Start of WORKING DATA

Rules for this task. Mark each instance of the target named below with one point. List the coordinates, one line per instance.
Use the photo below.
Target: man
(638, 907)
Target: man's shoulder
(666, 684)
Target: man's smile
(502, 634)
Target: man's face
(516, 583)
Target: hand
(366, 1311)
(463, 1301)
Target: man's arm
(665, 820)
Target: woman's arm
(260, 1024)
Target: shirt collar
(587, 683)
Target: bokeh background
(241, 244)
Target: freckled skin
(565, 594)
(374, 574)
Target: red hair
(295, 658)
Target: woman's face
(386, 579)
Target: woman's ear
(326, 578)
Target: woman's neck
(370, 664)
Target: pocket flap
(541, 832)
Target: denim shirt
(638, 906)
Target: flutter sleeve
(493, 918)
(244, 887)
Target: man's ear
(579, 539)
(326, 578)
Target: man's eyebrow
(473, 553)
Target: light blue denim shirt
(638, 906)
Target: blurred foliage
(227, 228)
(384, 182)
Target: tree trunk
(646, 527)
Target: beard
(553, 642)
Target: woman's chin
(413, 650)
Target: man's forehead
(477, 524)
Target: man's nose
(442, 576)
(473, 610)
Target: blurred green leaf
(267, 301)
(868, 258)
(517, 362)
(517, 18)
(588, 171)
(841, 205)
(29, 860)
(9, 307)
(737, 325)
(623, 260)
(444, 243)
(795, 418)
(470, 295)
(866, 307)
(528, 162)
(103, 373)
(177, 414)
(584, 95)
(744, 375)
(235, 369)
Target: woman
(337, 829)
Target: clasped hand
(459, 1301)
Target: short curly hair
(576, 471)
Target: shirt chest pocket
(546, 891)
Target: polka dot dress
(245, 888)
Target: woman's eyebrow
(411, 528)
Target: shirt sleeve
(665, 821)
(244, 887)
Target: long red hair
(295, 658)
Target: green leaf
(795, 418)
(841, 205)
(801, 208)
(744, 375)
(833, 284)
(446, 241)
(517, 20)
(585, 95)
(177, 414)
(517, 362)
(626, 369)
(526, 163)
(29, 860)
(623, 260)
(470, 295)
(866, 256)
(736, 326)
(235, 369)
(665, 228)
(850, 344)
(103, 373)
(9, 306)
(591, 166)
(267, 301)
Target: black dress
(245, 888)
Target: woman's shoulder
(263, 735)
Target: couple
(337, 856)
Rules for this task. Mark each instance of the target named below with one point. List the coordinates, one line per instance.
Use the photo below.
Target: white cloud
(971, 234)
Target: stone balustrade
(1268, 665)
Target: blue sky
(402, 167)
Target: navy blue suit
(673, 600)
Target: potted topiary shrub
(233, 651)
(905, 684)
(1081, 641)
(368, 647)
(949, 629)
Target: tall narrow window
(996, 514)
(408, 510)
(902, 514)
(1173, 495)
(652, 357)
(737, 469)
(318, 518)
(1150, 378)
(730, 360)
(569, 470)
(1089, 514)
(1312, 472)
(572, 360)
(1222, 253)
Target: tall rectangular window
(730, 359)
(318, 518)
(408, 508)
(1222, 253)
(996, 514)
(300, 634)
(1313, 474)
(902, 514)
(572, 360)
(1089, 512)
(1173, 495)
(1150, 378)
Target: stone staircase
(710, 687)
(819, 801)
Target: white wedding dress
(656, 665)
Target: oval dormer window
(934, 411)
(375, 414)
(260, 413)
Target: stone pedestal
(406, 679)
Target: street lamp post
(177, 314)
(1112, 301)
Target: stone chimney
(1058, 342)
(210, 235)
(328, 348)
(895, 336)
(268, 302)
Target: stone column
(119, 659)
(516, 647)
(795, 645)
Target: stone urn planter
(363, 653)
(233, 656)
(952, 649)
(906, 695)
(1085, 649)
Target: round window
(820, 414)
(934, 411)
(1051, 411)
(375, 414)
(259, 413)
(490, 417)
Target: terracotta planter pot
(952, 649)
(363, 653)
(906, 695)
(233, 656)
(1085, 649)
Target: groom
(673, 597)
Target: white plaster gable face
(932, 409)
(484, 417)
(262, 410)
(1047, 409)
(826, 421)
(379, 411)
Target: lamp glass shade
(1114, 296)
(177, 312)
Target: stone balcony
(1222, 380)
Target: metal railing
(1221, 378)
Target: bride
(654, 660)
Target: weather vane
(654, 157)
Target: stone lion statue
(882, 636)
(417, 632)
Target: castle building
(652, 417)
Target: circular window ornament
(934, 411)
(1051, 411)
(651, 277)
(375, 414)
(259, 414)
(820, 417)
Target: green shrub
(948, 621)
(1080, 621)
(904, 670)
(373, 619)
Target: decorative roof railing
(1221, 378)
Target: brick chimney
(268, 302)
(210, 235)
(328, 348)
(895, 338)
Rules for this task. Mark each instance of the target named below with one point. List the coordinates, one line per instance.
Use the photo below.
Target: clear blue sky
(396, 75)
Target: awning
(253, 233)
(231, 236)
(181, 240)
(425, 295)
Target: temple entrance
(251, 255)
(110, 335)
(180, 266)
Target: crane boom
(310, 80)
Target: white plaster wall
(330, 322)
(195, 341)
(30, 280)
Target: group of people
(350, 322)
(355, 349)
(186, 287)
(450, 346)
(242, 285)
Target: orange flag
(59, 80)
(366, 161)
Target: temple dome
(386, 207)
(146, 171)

End of WORKING DATA

### TASK
Each line of the data needs to be repeated exactly.

### RESPONSE AREA
Rules for this task. Mark each instance of the target named below with one point. List the coordinates, one line per instance.
Use the photo below.
Target: man
(638, 907)
Target: man's shoulder
(666, 684)
Target: man's smile
(502, 634)
Target: man's face
(516, 583)
Target: hand
(366, 1311)
(463, 1301)
Target: man's arm
(665, 820)
Target: woman's arm
(260, 1024)
Target: shirt collar
(587, 683)
Target: bokeh background
(241, 244)
Target: freckled skin
(565, 594)
(374, 574)
Target: red hair
(295, 658)
Target: woman's face
(386, 579)
Target: woman's ear
(326, 578)
Target: woman's neck
(370, 664)
Target: pocket flap
(541, 832)
Target: denim shirt
(638, 906)
Target: flutter sleeve
(493, 918)
(244, 887)
Target: man's ear
(579, 539)
(326, 578)
Target: man's eyebrow
(473, 553)
Target: light blue denim shirt
(638, 906)
Target: blurred foliage
(227, 228)
(384, 182)
Target: tree trunk
(646, 527)
Target: beard
(553, 642)
Target: woman's chin
(413, 650)
Target: man's forehead
(477, 524)
Target: man's nose
(442, 576)
(473, 610)
Target: blurred green leaf
(267, 301)
(868, 258)
(517, 362)
(517, 18)
(588, 171)
(841, 205)
(29, 860)
(9, 307)
(737, 325)
(623, 260)
(444, 243)
(795, 418)
(470, 295)
(866, 307)
(528, 162)
(103, 373)
(177, 414)
(584, 95)
(744, 375)
(235, 369)
Target: woman
(337, 829)
Target: clasped hand
(459, 1301)
Target: short curly hair
(576, 471)
Target: shirt chest pocket
(546, 891)
Target: polka dot dress
(245, 888)
Target: woman's eyebrow
(411, 528)
Target: shirt sleeve
(665, 821)
(244, 887)
Target: long red hair
(295, 658)
Target: green leaf
(795, 418)
(841, 205)
(801, 208)
(744, 375)
(833, 284)
(446, 241)
(517, 20)
(585, 95)
(177, 414)
(517, 362)
(626, 369)
(526, 163)
(29, 860)
(623, 260)
(470, 295)
(866, 256)
(736, 326)
(235, 369)
(665, 228)
(850, 344)
(103, 373)
(9, 306)
(591, 166)
(267, 301)
Target: black dress
(245, 888)
Target: woman's shoulder
(263, 735)
Target: couple
(337, 856)
Rules for this task. Mark each instance of the target named below with one point. List the coordinates, one line per instance.
Use the photo below.
Target: white cloud
(971, 234)
Target: stone balustrade
(1268, 665)
Target: blue sky
(402, 167)
Target: navy blue suit
(673, 600)
Target: potted topiary shrub
(233, 651)
(905, 684)
(1081, 641)
(368, 647)
(949, 629)
Target: tall narrow window
(996, 514)
(408, 510)
(902, 514)
(1173, 495)
(652, 357)
(737, 469)
(318, 518)
(1150, 378)
(730, 360)
(569, 470)
(1089, 514)
(1312, 472)
(572, 360)
(1222, 253)
Target: tall rectangular window
(730, 359)
(318, 518)
(408, 508)
(1222, 253)
(996, 514)
(300, 634)
(1313, 474)
(902, 514)
(572, 360)
(1089, 512)
(1173, 495)
(1150, 378)
Target: stone staircase
(710, 687)
(819, 801)
Target: white wedding dress
(656, 665)
Target: oval dormer window
(934, 411)
(375, 414)
(260, 413)
Target: stone pedestal
(406, 679)
Target: street lamp post
(177, 314)
(1112, 301)
Target: stone chimney
(1058, 342)
(210, 235)
(328, 348)
(895, 336)
(268, 302)
Target: stone column
(119, 659)
(516, 647)
(795, 645)
Target: stone urn planter
(363, 653)
(233, 656)
(952, 649)
(906, 695)
(1085, 649)
Target: round window
(820, 414)
(934, 411)
(1051, 411)
(375, 414)
(259, 413)
(490, 417)
Target: terracotta planter pot
(952, 649)
(363, 653)
(906, 695)
(233, 656)
(1085, 649)
Target: groom
(673, 597)
Target: white plaster gable face
(932, 409)
(484, 417)
(262, 410)
(1047, 409)
(826, 421)
(379, 411)
Target: lamp glass shade
(1114, 296)
(177, 312)
Target: stone balcony
(1222, 380)
Target: metal railing
(1221, 378)
Target: bride
(654, 660)
Target: weather vane
(654, 157)
Target: stone lion statue
(882, 636)
(417, 632)
Target: castle building
(652, 417)
Target: circular window ornament
(934, 411)
(1051, 411)
(651, 277)
(375, 414)
(259, 414)
(820, 417)
Target: green shrub
(948, 621)
(1080, 621)
(904, 670)
(373, 619)
Target: decorative roof railing
(1221, 378)
Target: brick chimney
(268, 302)
(210, 235)
(328, 348)
(895, 338)
Rules for this task. Mark each instance of the target named below with one point. List the coordinates, one line per instance.
Use the photo below.
Target: clear blue sky
(396, 75)
Target: awning
(253, 233)
(231, 236)
(181, 240)
(425, 295)
Target: temple entrance
(251, 255)
(110, 335)
(180, 266)
Target: crane boom
(310, 80)
Target: white plaster wall
(330, 322)
(195, 341)
(30, 280)
Target: group of people
(350, 322)
(355, 349)
(186, 287)
(450, 346)
(242, 285)
Target: orange flag
(59, 80)
(366, 161)
Target: temple dome
(386, 207)
(146, 171)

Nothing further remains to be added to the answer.